- [Verilen Görev A] Aşağıdaki kayıtlarda "foreground" sözcüğünü içeren satırların hepsini toplayıp hiçbir değişiklik yapmadan yazar mısın?

- [Metin Bölümü]
Yukarı
426190

'Öyle sorgulanmaz, böyle sorgulanır!' Özgür Özel'den Erdoğan'a 'diploma' çıkışı

07 Mayıs 2025 22:04

CHP, İBB Başkanı Ekrem İmamoğlu'nun tutuklanmasıyla başlattığı 'Millet İradesine Sahip Çıkıyor' mitinglerine devam ediyor. Bu haftaki adres Beyazıt Meydanı olurken, yurttaşlar alana toplandı. CHP'li Başarır, miting alanına aydınlatma cihazlarının alınmadığını söyledi. Özgür Özel ise konuşmasına 'Beyazıt Marşı' ile başladı. Özgür Özel "200 bin genç toplanmış senin diplomanı sorguluyor. Diplomasız Erdoğan! Sayın Erdoğan, diploma öyle sorgulanmaz, böyle sorgulanır" dedi.

Cumhuriyet Halk Partisi (CHP), İstanbul Büyükşehir Belediyesi (İBB) Başkanı ve CHP'nin cumhurbaşkanı adayı Ekrem İmamoğlu'nun tutuklanmasıyla başlattığı "Millet İradesine Sahip Çıkıyor" mitinglerine devam ediyor.

Bu mitingin bu haftaki adresi Türkiye'nin dört bir yanına yayılan İmamoğlu protestoların çıkış kaynağı olan Beyazıt oldu

Miting için onbinlerce yurttaş alana toplandı.

- [Verilen Görev B] Yukarıdaki haber metnini "07 Mayıs 2025" sözcükleriyle başlayan yerden "yurttaş alana toplandı." sözcükleriyle biten yere kadar, "mitinglerine" yerine "eylemlerine" koyarak yeniden yazar mısın?

- [Kayıt Listesi]

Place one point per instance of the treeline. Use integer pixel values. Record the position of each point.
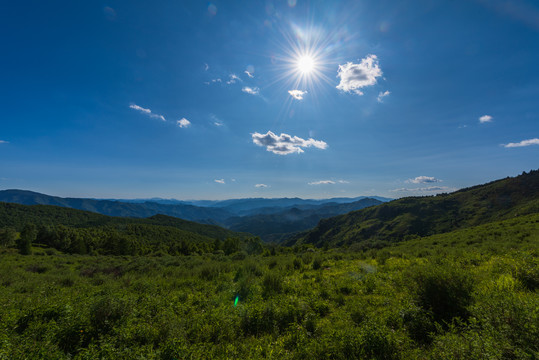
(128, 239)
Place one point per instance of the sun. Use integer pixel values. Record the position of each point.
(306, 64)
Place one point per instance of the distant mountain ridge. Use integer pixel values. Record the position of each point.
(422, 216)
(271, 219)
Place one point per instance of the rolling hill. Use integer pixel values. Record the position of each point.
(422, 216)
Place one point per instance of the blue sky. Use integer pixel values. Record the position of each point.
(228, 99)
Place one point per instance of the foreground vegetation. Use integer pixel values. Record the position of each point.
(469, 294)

---

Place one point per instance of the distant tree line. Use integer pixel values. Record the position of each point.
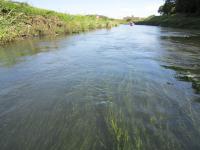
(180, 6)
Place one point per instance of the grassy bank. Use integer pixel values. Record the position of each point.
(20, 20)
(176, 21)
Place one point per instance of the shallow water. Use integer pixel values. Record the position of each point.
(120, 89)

...

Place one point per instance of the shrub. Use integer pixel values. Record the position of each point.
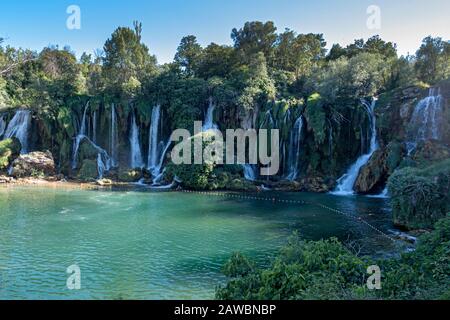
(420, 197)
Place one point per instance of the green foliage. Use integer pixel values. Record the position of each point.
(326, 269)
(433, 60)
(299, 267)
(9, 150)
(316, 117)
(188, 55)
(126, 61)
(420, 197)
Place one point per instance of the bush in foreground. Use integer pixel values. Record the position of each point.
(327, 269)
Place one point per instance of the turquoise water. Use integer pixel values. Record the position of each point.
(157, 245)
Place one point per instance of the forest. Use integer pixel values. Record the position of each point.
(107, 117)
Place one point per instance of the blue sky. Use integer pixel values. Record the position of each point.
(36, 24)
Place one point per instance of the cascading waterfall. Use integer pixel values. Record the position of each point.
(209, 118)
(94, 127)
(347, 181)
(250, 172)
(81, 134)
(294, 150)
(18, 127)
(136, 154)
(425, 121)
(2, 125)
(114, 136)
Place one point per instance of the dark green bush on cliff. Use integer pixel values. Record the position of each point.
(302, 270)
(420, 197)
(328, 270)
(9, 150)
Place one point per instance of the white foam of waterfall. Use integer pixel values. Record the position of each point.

- [Örnek Çözüm A]
Place one point per instance of the foreground vegetation. Use integer pixel values. Record the position of each point.
Place one point per instance of the bush in foreground. Use integer pixel values. Record the position of each point.

- [Örnek Çözüm B]
07 Mayıs 2025 22:04

CHP, İBB Başkanı Ekrem İmamoğlu'nun tutuklanmasıyla başlattığı 'Millet İradesine Sahip Çıkıyor' eylemlerine devam ediyor. Bu haftaki adres Beyazıt Meydanı olurken, yurttaşlar alana toplandı. CHP'li Başarır, miting alanına aydınlatma cihazlarının alınmadığını söyledi. Özgür Özel ise konuşmasına 'Beyazıt Marşı' ile başladı. Özgür Özel "200 bin genç toplanmış senin diplomanı sorguluyor. Diplomasız Erdoğan! Sayın Erdoğan, diploma öyle sorgulanmaz, böyle sorgulanır" dedi.

Cumhuriyet Halk Partisi (CHP), İstanbul Büyükşehir Belediyesi (İBB) Başkanı ve CHP'nin cumhurbaşkanı adayı Ekrem İmamoğlu'nun tutuklanmasıyla başlattığı "Millet İradesine Sahip Çıkıyor" eylemlerine devam ediyor.

Bu mitingin bu haftaki adresi Türkiye'nin dört bir yanına yayılan İmamoğlu protestoların çıkış kaynağı olan Beyazıt oldu

Miting için onbinlerce yurttaş alana toplandı.